#### GIVEN TASK
Can you render every line of the records below as a Markdown table with the columns Row and Line, numbering each row and leaving out blank lines?

____ PROVIDED DATA

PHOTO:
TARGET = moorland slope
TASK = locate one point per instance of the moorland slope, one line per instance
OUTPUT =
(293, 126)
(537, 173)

________

#### THE OUTPUT
| Row | Line |
|---|---|
| 1 | PHOTO: |
| 2 | TARGET = moorland slope |
| 3 | TASK = locate one point per instance of the moorland slope, one line per instance |
| 4 | OUTPUT = |
| 5 | (293, 126) |
| 6 | (537, 173) |